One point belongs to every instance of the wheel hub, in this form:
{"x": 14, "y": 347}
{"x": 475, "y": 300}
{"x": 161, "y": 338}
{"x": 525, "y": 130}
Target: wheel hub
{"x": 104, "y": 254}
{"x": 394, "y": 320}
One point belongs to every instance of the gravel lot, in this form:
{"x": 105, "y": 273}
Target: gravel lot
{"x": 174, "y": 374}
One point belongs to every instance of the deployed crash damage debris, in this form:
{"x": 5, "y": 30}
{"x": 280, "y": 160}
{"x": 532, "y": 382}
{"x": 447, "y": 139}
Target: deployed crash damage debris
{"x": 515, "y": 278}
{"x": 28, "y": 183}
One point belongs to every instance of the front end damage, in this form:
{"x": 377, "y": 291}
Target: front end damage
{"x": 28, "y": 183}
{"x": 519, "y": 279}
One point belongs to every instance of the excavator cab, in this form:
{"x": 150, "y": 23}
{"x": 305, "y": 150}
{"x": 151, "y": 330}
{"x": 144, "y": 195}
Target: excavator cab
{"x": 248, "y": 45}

● **Problem requirements**: Each line of the listing has to be repeated exactly in the reply.

● **Answer to this exercise**:
One point belongs to every instance of the wheel hub, in this form:
{"x": 14, "y": 347}
{"x": 475, "y": 300}
{"x": 161, "y": 338}
{"x": 525, "y": 130}
Target: wheel hub
{"x": 104, "y": 254}
{"x": 394, "y": 320}
One point belongs to every instance of the gravel lot, in this form:
{"x": 105, "y": 273}
Target: gravel lot
{"x": 174, "y": 374}
One point belongs to every instance of the deployed crash damage debris, in this form:
{"x": 5, "y": 30}
{"x": 280, "y": 160}
{"x": 532, "y": 382}
{"x": 447, "y": 139}
Target: deployed crash damage debris
{"x": 515, "y": 278}
{"x": 28, "y": 183}
One point belongs to every instance of the front end damage, in this form:
{"x": 377, "y": 291}
Target: front end damage
{"x": 28, "y": 183}
{"x": 519, "y": 279}
One point belongs to every instance of the excavator cab, in this form:
{"x": 150, "y": 23}
{"x": 305, "y": 150}
{"x": 151, "y": 330}
{"x": 144, "y": 195}
Target: excavator cab
{"x": 248, "y": 45}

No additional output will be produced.